■ RECORDS FOR THE EXERCISE
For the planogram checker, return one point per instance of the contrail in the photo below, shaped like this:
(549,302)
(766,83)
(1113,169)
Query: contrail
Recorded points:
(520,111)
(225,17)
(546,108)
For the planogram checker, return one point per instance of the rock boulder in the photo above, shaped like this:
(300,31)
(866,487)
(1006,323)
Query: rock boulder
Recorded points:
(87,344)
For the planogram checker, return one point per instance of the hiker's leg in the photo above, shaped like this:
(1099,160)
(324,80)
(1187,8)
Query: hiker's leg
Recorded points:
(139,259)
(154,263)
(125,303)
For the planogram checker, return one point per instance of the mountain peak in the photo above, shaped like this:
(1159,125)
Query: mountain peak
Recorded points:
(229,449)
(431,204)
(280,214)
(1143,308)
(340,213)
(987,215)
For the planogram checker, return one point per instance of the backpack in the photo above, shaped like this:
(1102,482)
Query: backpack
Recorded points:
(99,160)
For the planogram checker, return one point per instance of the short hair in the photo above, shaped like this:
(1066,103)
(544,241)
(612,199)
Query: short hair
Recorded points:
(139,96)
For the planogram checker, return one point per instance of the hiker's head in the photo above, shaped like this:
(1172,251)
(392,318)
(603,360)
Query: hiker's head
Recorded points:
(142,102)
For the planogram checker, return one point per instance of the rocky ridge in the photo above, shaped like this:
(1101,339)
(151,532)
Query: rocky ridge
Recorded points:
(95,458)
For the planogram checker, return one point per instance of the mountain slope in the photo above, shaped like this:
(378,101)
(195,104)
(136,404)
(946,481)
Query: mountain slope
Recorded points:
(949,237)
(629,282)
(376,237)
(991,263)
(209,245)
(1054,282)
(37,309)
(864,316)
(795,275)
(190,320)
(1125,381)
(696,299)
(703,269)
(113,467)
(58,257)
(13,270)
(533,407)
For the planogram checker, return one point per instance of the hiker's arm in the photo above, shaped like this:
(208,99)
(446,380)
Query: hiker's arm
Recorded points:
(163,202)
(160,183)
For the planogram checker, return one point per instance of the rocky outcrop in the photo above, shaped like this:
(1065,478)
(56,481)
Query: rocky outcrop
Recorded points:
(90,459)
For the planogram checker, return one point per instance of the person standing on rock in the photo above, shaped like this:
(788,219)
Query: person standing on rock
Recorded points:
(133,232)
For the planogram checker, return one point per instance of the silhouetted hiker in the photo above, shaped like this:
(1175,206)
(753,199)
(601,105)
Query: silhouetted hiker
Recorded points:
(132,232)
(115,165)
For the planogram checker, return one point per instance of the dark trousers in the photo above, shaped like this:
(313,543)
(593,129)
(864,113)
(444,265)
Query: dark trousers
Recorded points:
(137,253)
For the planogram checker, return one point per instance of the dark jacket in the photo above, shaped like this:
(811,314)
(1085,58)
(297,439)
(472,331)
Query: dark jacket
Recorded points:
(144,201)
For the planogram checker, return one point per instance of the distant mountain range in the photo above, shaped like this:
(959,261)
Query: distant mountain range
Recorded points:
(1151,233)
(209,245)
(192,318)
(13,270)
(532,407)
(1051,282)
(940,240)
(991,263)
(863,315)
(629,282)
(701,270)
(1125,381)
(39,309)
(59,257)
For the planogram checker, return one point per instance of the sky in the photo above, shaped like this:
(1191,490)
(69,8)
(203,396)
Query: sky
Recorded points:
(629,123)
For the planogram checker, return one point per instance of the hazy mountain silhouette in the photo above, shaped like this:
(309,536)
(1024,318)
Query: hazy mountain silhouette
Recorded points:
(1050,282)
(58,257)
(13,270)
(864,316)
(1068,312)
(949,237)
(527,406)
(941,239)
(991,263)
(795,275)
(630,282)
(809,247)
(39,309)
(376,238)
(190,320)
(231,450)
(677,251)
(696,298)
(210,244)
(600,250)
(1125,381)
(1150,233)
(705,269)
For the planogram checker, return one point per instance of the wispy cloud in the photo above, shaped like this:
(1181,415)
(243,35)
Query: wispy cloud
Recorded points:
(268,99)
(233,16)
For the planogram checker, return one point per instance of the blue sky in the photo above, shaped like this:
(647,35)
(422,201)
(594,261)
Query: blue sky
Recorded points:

■ PROBLEM REQUIREMENTS
Rewrite the listing above, changing "planogram checker" to "shelf auditor" everywhere it occurs and leaving the rest untouched.

■ OUTPUT BELOW
For the shelf auditor, return one point per instance of the contrail in the photo below, shaped like this:
(549,302)
(766,83)
(1113,169)
Query: contrail
Recorded points:
(520,111)
(225,17)
(546,108)
For the shelf auditor, return one point per instance of the rock boulder in the photo above, shaped like this:
(300,31)
(866,487)
(1006,323)
Query: rock boulder
Recorded points:
(87,344)
For the shelf auditor, return one point per instance of the hiker's leg in the photo above, shaped like this:
(1099,160)
(324,80)
(1187,8)
Query: hiker's leg
Recorded points:
(139,259)
(154,263)
(125,303)
For the shelf auditor, return one point per instance of the mountain peak in the photo above, shaped like this:
(1159,125)
Query: mountain peak
Recorded points:
(229,449)
(431,204)
(280,214)
(1143,308)
(340,213)
(987,215)
For the shelf auditor, return one point per instance of the backpack in the photo above, shaped like this:
(1102,482)
Query: backpack
Recorded points:
(99,160)
For the shelf auditor, return one point per instance of the short hair in the photo above, shaped like this:
(1066,103)
(544,241)
(612,199)
Query: short hair
Recorded points:
(139,96)
For the shelf auditor, return one point per instance of the hiker's head in the photo above, shaped like this:
(1172,251)
(392,318)
(603,360)
Query: hiker's head
Recorded points:
(142,102)
For the shelf auditor, return one point per instance of the rocky ridge in the photo above, shaped like this:
(1101,339)
(151,532)
Query: rocky ridge
Recorded points:
(95,458)
For the shelf auditor, return one point per instance of the mountain slope in the photo above, shaped like this:
(378,101)
(195,104)
(136,404)
(946,481)
Query: mountain slope
Recorded points:
(949,237)
(629,282)
(376,237)
(991,263)
(209,245)
(1054,282)
(37,309)
(864,316)
(795,275)
(190,320)
(1125,381)
(696,299)
(703,269)
(113,467)
(58,257)
(13,270)
(533,407)
For the shelf auditor, return one point per instance of the hiker's arm in the photo above, shaped like this:
(208,99)
(446,380)
Query: hiker's arm
Recorded points:
(163,202)
(160,183)
For the shelf auditor, return one point per instance of the rocky outcrop in the photo above, shaped like this:
(1065,478)
(56,481)
Query: rocky outcrop
Recorded points:
(90,459)
For the shelf auditor, return one point per instance of the person standing on rock in the photo above, shaped like this:
(788,219)
Query: person standing on rock
Recorded points:
(133,232)
For the shelf auditor, return one point per instance of the silhouetted hiker in the photo above, shaped like this:
(1175,206)
(753,199)
(601,105)
Query: silhouetted hiker
Recorded points:
(132,232)
(115,165)
For the shelf auditor, return one point per instance of the dark trousers in the photo above, shaped like this:
(313,543)
(593,129)
(864,113)
(444,265)
Query: dark trousers
Recorded points:
(137,253)
For the shelf auditor, return one point per instance of the dark jacket in the photo above, shaped like this:
(811,314)
(1085,58)
(297,439)
(472,331)
Query: dark jacket
Recorded points:
(144,201)
For the shelf auditor, return one point per instance of the distant mountain range in the photo above, shaped like this:
(959,261)
Query: distant mountain range
Recorded points:
(1151,233)
(209,245)
(192,318)
(13,270)
(532,407)
(1051,282)
(940,240)
(991,263)
(863,315)
(629,282)
(701,270)
(1125,381)
(39,309)
(59,257)
For the shelf auditor, return one point per instance of the sky in the photo above, shaped like this:
(1191,490)
(69,8)
(203,396)
Query: sky
Recorded points:
(629,123)
For the shelf auditor, return one point per instance of the hazy mountain silhouette in the photo above, shaped like this:
(309,536)
(1024,318)
Query: hazy mountain silhouette
Recorded points:
(1050,282)
(58,257)
(13,270)
(864,316)
(1068,312)
(949,237)
(527,406)
(941,239)
(991,263)
(795,275)
(630,282)
(809,247)
(39,309)
(376,238)
(190,320)
(231,450)
(677,251)
(696,298)
(210,244)
(600,250)
(1125,381)
(1150,233)
(705,269)
For the shelf auditor, return one point per instance of the wispy cloud in the photo above, shaped like this:
(1181,415)
(243,35)
Query: wispy cloud
Recorded points:
(268,99)
(233,16)
For the shelf auditor, return one point per instance of the blue sky in the photo above, shaped like this:
(647,35)
(422,201)
(594,261)
Query: blue sky
Recorded points:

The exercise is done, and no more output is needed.